Exercise requirements =>
Extract every line below that contains the string "black" and copy each one in full.

Extracted records =>
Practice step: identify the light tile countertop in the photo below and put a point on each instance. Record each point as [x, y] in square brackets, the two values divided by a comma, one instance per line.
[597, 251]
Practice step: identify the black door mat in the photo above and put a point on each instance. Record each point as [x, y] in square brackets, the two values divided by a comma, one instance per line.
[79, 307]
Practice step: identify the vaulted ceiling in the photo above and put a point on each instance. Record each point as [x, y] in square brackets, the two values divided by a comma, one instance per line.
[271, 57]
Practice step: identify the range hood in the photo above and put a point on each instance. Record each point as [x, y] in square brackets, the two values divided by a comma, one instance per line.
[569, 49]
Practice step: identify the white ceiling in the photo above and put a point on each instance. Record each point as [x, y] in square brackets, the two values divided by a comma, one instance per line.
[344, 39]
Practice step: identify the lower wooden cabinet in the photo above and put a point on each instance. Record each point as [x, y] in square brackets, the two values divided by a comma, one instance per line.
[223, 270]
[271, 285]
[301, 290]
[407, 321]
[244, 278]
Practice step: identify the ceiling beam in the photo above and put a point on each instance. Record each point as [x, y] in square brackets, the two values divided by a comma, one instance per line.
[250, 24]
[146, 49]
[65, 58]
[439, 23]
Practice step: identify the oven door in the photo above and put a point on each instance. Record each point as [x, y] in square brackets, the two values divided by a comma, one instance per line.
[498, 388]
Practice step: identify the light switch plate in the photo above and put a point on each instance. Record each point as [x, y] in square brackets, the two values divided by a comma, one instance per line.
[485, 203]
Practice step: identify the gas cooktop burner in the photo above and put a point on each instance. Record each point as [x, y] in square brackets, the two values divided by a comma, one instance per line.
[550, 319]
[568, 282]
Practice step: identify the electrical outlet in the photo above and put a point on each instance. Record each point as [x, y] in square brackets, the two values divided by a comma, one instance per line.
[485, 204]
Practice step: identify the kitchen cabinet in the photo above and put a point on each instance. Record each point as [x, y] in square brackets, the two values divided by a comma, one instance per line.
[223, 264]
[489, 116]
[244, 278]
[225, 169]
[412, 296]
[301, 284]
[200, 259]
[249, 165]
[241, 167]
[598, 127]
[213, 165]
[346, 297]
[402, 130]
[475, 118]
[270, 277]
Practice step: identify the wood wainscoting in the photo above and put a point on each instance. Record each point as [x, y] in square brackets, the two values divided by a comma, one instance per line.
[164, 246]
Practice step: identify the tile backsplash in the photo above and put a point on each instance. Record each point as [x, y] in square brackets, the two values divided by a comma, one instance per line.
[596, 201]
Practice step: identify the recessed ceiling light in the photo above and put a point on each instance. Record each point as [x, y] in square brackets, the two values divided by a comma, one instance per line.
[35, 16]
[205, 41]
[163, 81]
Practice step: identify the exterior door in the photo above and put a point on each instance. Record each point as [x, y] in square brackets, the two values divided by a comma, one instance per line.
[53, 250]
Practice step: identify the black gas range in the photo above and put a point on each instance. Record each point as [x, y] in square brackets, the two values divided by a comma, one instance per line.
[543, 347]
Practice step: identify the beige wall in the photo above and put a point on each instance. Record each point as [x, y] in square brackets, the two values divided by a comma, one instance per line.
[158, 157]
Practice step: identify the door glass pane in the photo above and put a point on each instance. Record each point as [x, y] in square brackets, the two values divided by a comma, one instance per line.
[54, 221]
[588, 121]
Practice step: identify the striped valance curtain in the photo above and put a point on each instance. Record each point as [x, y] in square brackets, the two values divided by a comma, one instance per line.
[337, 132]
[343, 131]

==

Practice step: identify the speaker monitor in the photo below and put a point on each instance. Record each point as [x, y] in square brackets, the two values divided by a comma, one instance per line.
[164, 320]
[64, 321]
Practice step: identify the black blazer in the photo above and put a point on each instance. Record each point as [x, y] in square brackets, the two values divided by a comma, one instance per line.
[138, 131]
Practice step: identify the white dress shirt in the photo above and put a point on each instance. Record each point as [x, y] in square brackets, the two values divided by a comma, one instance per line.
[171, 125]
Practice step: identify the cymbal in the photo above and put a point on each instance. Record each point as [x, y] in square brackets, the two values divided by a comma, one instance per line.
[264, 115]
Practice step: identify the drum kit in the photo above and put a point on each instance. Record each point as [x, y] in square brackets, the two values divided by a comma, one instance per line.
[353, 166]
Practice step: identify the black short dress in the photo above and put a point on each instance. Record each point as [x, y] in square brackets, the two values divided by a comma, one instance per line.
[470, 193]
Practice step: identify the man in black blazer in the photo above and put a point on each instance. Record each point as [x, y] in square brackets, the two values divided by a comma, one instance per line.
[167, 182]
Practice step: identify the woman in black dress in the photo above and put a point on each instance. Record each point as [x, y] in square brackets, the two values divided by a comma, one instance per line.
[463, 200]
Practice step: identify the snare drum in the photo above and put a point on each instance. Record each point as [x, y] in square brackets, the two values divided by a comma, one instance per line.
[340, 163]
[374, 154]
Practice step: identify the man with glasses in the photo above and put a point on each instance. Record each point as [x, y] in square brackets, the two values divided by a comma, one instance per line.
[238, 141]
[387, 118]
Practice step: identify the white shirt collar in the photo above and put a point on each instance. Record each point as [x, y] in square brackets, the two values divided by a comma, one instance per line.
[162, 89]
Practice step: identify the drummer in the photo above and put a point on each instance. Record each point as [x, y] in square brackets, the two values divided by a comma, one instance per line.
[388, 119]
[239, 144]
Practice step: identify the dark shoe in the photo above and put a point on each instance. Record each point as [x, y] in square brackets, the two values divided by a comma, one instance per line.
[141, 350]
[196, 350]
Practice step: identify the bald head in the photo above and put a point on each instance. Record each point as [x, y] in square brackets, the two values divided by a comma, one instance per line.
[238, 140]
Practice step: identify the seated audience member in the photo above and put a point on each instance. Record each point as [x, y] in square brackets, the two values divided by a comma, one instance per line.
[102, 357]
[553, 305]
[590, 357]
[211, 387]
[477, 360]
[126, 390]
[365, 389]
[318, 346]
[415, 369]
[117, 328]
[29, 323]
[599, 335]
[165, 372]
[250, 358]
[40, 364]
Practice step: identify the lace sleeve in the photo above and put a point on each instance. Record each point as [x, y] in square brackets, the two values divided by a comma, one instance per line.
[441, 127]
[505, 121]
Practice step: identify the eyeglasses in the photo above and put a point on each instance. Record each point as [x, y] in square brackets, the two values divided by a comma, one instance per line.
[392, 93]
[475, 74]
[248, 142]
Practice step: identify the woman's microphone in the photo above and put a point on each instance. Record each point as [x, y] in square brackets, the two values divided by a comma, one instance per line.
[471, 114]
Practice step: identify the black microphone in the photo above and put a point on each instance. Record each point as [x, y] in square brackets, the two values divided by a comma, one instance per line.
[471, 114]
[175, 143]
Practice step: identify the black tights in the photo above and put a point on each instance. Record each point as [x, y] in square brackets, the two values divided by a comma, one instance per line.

--

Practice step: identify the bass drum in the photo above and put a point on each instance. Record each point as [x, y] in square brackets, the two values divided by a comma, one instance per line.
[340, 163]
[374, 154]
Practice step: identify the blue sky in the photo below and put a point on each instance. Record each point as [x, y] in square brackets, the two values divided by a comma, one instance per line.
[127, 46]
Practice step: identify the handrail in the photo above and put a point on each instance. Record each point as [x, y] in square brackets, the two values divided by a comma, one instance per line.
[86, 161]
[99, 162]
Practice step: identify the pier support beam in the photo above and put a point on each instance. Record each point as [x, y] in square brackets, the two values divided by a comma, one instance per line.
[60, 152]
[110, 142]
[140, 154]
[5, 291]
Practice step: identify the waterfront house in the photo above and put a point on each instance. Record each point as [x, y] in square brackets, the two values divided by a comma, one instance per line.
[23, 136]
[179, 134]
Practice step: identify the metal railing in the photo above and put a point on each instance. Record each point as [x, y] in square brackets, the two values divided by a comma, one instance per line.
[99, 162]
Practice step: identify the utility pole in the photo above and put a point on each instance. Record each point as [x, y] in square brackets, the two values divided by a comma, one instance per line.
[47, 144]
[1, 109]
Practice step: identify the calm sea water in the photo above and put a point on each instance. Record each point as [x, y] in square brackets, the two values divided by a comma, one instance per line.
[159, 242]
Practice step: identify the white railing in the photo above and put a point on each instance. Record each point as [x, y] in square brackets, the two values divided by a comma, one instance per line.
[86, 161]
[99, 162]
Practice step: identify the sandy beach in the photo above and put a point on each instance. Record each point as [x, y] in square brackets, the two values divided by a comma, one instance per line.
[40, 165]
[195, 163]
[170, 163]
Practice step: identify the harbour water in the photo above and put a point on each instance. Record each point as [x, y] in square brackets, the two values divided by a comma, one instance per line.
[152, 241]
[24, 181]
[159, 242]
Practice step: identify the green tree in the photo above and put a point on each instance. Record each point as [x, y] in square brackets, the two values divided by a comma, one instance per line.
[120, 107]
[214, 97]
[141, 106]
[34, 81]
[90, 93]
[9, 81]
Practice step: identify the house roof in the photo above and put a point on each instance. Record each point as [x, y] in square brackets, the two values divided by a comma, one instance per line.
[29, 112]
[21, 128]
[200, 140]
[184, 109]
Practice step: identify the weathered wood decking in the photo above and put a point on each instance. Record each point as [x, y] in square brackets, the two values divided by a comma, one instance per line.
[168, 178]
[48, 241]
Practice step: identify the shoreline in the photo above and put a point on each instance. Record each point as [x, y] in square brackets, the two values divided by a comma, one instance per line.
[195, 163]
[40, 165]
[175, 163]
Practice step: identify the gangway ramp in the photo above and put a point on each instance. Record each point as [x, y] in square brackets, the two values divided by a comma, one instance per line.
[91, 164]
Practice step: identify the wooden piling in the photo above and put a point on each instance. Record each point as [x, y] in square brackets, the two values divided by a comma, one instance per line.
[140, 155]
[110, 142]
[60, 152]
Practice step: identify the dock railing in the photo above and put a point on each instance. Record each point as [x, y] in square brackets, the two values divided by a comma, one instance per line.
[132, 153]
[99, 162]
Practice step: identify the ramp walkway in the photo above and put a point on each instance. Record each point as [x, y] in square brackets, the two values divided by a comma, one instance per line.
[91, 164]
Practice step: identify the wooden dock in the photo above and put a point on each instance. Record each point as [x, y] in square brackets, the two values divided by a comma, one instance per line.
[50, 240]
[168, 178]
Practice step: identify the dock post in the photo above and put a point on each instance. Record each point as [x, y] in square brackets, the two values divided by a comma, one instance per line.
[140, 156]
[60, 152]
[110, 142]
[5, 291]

Final result =>
Practice step: identify the black door mat in the photo above and put a point on each instance. Record each point as [x, y] in square brackets, the two values divided by a comma, one instance per line.
Practice step: identify the black gas range in the photo above and put a point on each instance. Record each point as [x, y] in square brackets, the two values divided by a comma, one instance per line.
Practice step: identify the black blazer in the photo above and put a point on each instance. Record each point as [x, y] in square brackets, the two values divided by a comma, one instance per line.
Practice step: identify the black short dress in the photo above and put a point on each instance. Record each point as [x, y] in square brackets, the two values divided by a comma, one instance per line.
Practice step: identify the man in black blazer in the photo above and put a point on each instance. Record each point as [x, y] in square brackets, the two values divided by a comma, one instance per line.
Practice step: identify the woman in black dress in the photo above and put a point on each instance. Record each point as [x, y] in square brackets, the two values divided by a comma, one instance per line.
Practice step: identify the black microphone in the photo above and put a point on each instance. Record each point as [x, y] in square brackets, the two values divided by a comma, one instance per line.
Practice step: identify the black tights in the photo above and put a point on each instance. Record each point as [x, y] in square brackets, the two values divided by a comma, one instance per line.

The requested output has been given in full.